▶ [TRECHO DA FONTE]:

──────────────────────────────

Não creio em mais nada

Extraído da edição 65 da Enclave, a newsletter do Jornal RelevO. A Enclave, cujo arquivo inteiro está aqui, pode ser assinada gratuitamente. O RelevO pode ser assinado aqui.

Minha mãe provavelmente se envergonharia, mas apenas no último fim de semana conheci quem foi Paulo Sérgio (1944-1980) – o músico, não o atacante. (O atacante jogou com o Totti.)

A Enclave, como já reconhecemos, não escapa à sua natureza millennial. Há vantagens, como saber desinstalar tudo o que desacelera um Windows praticamente por instinto. E há desvantagens, como a falta de contato direto com elementos culturais renegados pela crítica.

Volta e meia, elementos assim – como o cantor Paulo Sérgio – são redescobertos pela internet, e então novas gerações se surpreendem, resgatam e reinterpretam o adormecido. Tratamos de algo parecido quando escrevemos sobre o city pop.

Em uma dessas mixtapes difíceis de mapear por que exatamente surgem nas recomendações do YouTube, conheci Paulo Sérgio, o cantor. Brega, romântico, popular. Morreu precocemente, aos 36, vítima de um derrame cerebral – há exatos 40 anos e 10 dias de quando escrevemos este texto. Tinha lá suas polêmicas.

Inegavelmente parecido com Roberto Carlos, foi comparado com o rei e tachado de imitador. Quando finalmente se conheceram, em 1973, deram-se muito bem – ao menos na frente das câmeras.

──────────────────────────────

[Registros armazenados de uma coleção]

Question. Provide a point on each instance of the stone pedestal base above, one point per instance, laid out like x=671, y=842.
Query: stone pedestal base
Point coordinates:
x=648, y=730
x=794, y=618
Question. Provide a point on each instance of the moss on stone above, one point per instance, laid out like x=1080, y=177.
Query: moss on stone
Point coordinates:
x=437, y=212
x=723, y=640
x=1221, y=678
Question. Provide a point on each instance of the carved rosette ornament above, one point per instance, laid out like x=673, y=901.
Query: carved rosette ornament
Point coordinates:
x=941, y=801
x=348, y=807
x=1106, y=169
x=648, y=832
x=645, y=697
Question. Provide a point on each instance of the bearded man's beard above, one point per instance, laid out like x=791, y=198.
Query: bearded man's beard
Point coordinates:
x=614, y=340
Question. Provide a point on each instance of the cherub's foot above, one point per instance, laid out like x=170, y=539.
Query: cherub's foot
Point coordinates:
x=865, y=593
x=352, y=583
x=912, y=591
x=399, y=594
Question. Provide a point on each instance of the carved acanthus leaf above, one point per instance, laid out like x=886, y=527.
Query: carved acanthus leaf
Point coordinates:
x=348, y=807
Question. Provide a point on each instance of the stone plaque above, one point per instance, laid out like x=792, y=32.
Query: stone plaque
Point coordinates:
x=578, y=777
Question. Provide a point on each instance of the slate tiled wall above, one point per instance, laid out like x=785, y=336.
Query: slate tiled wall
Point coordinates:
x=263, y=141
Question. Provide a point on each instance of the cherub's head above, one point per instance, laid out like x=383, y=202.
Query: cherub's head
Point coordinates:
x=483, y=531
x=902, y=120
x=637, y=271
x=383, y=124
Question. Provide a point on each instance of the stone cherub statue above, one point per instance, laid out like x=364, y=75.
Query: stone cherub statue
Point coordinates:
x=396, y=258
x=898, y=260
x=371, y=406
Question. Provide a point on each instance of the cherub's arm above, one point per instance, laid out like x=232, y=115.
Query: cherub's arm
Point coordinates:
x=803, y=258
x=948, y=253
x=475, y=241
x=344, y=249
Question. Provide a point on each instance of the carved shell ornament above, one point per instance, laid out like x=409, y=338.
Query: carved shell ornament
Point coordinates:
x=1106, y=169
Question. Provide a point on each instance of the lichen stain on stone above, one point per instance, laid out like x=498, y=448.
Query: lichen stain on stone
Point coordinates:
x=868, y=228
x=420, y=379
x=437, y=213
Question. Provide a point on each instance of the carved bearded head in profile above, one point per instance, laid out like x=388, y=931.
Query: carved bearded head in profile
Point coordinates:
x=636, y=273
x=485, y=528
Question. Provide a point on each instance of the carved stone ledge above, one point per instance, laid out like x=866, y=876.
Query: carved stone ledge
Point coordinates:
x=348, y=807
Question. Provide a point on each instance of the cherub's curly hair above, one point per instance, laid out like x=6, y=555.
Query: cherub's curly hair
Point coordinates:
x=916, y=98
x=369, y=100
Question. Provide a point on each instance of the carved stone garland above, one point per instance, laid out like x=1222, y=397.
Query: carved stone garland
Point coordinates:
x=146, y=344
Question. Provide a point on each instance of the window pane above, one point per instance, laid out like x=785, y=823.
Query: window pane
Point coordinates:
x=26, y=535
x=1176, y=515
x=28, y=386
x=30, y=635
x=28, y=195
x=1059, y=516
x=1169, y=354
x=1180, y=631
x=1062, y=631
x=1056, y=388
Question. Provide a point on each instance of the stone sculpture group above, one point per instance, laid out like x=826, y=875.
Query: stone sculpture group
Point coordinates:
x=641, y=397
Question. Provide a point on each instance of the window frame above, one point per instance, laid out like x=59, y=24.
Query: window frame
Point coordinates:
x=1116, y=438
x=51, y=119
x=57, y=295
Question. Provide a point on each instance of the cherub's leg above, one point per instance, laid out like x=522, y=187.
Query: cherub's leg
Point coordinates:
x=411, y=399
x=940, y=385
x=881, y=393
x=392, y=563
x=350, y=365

──────────────────────────────

▶ [TAREFA OBRIGATÓRIA]: Extraia do texto sobre o cantor Paulo Sérgio o trecho que começa em "Extraído da edição 65" e termina em "com o Totti.)", sem alterar nada.

▶ [RESULTADO ABAIXO]:
Extraído da edição 65 da Enclave, a newsletter do Jornal RelevO. A Enclave, cujo arquivo inteiro está aqui, pode ser assinada gratuitamente. O RelevO pode ser assinado aqui.

Minha mãe provavelmente se envergonharia, mas apenas no último fim de semana conheci quem foi Paulo Sérgio (1944-1980) – o músico, não o atacante. (O atacante jogou com o Totti.)